>> BEGIN Supplied text

US military strike on boat in Caribbean targeted Colombians signaling broader campaign against drug groups
By Natasha Bertrand, Zachary Cohen, CNN
(CNN) — At least one US military strike in the Caribbean over the last two months targeted Colombian nationals on a boat that had left from Colombia, according to two people briefed by the Pentagon about the strikes.
The deliberate targeting of Colombians, which has not been previously reported, suggests that the US military’s campaign against suspected narcotics trafficking groups in the Caribbean is wider than previously believed as President Donald Trump threatened further military and covert action Wednesday.
The US military has carried out at least five strikes to date on five separate boats in the Caribbean. The third publicly acknowledged strike on September 19 targeted a boat leaving Colombia, the sources said.
The boat was suspected of carrying Colombians affiliated with Colombian terrorist organizations, the sources said, but the Pentagon was unable to determine the individual identities of each person on the boats before they struck them.
The Trump administration has produced a classified legal opinion that justifies lethal strikes against a secret and expansive list of cartels and suspected drug traffickers, CNN has reported.
The opinion is significant, legal experts previously told CNN, because it appears to justify giving the president power to designate drug traffickers as enemy combatants and have them summarily killed without legal review. Historically, those involved in drug trafficking were considered criminals with due process rights, with the Coast Guard interdicting drug-trafficking vessels and arresting smugglers.
Trump said Wednesday that he had also authorized the CIA to operate inside Venezuela to clamp down on illegal flows of migrants and drugs from the South American nation, but stopped short of saying they would have authority to remove President Nicolas Maduro.

>> END Supplied text

**Task requirements**
**A.** In the article on the Caribbean boat strike, what was the date of the third publicly acknowledged strike?
**B.** According to the article on the Caribbean boat strike, why did legal experts call the administration's classified legal opinion significant?
The lines after this point have no connection to the article on the Caribbean boat strike.

>> BEGIN Data section

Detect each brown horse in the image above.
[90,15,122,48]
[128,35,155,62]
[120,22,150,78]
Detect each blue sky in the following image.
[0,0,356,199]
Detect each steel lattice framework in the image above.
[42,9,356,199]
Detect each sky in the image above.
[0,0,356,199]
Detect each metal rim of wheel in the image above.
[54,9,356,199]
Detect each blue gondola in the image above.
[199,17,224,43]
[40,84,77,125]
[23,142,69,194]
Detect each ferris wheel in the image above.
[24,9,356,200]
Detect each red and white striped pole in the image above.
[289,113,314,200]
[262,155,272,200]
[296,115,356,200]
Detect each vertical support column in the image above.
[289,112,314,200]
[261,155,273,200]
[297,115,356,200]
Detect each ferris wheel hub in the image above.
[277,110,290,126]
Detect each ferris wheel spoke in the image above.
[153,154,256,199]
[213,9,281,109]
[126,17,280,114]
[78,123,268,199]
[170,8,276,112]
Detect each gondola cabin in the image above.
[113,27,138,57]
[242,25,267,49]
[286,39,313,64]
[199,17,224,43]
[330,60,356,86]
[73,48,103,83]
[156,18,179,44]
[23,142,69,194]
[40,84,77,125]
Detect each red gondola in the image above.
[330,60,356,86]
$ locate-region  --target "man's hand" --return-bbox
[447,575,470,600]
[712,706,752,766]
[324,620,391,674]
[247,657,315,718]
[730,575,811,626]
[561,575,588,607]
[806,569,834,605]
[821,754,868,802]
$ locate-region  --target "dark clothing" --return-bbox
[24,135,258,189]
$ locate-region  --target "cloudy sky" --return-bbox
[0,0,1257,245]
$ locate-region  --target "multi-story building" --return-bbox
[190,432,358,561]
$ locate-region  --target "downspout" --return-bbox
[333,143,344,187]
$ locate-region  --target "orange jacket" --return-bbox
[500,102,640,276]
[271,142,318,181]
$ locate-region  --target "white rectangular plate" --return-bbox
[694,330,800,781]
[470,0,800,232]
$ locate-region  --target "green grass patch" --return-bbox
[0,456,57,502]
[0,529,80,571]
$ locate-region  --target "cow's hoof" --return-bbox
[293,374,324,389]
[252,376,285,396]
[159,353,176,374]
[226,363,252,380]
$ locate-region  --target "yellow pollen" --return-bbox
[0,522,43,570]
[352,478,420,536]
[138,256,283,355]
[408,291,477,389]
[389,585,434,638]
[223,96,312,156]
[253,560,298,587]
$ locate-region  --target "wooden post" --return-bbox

>> END Data section

**Solutions to the tasks**
**A.** September 19.

**B.** It appears to justify letting the president designate drug traffickers as enemy combatants and have them summarily killed without legal review. Historically, people involved in drug trafficking were treated as criminals with due process rights, and the Coast Guard interdicted their vessels and arrested smugglers.